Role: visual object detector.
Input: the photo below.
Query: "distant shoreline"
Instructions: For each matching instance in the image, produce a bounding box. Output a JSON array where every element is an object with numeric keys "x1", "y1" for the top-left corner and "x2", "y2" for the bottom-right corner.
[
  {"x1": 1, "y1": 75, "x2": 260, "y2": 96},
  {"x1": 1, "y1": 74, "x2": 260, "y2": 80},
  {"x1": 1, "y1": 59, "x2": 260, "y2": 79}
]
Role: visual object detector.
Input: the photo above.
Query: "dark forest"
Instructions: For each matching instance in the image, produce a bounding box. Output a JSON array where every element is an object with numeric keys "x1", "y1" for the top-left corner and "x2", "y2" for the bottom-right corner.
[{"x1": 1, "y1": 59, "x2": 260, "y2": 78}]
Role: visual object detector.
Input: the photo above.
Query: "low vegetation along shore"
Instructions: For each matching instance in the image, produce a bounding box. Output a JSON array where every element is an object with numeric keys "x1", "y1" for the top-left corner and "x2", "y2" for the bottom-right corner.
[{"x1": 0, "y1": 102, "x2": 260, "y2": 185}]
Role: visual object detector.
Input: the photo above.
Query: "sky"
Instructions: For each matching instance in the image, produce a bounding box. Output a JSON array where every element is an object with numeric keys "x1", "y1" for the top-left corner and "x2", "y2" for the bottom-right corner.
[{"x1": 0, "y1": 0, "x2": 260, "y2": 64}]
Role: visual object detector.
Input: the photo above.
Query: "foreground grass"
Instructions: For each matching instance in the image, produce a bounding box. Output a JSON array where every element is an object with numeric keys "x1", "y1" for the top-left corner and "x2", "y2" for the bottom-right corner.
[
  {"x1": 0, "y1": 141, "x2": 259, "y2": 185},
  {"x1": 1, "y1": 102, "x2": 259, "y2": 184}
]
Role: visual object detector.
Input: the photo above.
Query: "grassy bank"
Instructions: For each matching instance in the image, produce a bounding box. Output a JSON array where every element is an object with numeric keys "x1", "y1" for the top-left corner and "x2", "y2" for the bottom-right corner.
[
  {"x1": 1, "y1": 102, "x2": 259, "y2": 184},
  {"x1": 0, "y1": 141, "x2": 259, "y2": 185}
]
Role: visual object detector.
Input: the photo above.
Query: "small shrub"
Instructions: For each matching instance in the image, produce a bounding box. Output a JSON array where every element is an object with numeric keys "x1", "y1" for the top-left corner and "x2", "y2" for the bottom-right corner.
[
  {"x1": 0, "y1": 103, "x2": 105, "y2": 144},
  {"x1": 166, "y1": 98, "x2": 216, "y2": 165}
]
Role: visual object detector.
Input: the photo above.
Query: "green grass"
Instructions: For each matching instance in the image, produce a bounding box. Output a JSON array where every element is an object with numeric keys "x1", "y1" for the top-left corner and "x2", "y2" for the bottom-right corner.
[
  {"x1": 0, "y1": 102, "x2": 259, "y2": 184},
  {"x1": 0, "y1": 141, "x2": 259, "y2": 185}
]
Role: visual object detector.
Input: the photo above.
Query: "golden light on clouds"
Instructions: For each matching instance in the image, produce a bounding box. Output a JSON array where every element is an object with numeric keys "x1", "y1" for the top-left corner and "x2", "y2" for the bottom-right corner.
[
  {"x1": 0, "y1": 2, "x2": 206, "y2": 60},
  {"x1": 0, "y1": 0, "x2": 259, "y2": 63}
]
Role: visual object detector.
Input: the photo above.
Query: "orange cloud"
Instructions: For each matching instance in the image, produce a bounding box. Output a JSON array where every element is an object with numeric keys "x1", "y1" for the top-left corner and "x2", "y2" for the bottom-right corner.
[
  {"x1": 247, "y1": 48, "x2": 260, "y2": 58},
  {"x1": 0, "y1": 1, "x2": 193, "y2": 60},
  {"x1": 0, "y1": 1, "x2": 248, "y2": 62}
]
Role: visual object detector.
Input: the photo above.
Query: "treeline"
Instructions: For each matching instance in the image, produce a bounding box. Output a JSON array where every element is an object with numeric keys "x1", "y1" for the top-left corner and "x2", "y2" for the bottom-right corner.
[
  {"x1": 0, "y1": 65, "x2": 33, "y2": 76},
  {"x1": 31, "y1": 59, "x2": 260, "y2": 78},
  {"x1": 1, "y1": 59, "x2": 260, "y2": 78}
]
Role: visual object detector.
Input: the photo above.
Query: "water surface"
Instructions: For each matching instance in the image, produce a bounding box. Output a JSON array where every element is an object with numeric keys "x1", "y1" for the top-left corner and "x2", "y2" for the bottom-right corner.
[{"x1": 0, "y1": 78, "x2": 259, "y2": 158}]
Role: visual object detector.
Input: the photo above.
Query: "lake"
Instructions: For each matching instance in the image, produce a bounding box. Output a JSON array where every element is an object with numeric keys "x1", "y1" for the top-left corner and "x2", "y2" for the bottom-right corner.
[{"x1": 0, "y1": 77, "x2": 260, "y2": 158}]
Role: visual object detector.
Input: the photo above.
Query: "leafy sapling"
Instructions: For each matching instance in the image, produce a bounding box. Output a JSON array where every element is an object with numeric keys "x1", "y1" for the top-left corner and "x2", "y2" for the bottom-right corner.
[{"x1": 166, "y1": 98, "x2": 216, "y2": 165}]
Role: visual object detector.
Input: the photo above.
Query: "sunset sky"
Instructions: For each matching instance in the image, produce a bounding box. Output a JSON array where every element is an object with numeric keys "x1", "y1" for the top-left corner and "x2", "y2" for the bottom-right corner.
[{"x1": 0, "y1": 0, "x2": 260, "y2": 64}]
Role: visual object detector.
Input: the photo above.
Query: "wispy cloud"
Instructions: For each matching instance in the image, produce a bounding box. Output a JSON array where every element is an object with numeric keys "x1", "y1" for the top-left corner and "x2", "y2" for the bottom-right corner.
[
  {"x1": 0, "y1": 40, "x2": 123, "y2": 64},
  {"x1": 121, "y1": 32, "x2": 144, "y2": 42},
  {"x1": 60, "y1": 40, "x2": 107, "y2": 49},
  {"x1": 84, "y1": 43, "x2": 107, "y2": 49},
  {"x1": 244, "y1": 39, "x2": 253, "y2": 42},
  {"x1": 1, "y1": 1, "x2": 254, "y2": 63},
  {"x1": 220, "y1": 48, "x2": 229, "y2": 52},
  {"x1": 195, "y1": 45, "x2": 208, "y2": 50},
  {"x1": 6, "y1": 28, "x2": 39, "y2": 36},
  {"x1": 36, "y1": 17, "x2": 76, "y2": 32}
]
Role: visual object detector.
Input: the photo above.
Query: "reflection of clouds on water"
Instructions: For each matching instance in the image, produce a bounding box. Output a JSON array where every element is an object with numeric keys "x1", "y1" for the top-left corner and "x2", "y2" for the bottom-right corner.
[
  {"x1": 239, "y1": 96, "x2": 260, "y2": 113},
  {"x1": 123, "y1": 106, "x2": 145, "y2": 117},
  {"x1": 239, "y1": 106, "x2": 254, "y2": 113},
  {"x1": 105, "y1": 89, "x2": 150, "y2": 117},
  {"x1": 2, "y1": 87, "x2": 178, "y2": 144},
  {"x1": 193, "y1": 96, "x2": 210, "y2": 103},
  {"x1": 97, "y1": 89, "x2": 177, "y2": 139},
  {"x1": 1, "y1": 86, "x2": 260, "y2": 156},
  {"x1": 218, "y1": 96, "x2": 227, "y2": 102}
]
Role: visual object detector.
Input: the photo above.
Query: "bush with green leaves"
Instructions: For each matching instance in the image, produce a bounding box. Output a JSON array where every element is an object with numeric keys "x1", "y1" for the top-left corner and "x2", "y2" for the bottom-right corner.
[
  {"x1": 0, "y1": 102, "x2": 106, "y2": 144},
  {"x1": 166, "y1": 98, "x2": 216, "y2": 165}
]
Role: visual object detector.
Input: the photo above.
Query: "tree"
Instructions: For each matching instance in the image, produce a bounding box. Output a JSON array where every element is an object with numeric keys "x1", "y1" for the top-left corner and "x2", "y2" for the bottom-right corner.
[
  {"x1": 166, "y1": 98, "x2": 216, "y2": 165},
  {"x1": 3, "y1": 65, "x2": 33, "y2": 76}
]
◇ ◇ ◇ ◇ ◇
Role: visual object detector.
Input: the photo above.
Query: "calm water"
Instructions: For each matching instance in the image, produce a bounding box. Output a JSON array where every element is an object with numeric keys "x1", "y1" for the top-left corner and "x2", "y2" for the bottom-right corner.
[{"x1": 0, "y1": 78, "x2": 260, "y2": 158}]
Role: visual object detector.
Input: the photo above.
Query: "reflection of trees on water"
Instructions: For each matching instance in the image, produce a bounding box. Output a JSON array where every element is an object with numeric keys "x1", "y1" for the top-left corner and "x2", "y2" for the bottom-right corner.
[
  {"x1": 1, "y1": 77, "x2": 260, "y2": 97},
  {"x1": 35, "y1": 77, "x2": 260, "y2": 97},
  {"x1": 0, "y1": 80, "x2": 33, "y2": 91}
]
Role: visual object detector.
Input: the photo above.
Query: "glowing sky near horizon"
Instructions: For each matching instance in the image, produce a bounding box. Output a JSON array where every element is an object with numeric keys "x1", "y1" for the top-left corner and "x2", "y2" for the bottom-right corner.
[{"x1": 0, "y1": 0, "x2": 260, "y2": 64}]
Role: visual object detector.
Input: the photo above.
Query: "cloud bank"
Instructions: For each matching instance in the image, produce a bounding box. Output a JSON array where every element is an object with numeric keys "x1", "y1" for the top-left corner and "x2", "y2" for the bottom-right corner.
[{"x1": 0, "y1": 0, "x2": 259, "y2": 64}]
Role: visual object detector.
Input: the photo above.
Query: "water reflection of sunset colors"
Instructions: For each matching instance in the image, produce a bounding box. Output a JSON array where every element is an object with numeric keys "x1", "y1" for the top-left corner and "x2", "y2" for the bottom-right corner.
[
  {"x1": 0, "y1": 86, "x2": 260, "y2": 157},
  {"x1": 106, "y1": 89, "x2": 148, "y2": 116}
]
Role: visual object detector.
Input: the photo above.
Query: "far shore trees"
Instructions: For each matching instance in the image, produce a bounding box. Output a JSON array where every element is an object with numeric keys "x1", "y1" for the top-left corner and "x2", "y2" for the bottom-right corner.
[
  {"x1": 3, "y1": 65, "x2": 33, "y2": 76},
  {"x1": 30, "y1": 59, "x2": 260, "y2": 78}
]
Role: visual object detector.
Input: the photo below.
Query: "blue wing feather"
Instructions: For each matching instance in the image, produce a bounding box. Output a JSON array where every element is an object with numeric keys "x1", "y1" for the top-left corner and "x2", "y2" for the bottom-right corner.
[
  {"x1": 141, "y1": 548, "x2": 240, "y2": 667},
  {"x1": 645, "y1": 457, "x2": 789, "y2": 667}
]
◇ ◇ ◇ ◇ ◇
• **TASK DIRECTIONS**
What is the number of lines in the records above that include the word "green"? Reply with that number and nothing more.

• **EXERCISE RESULT**
2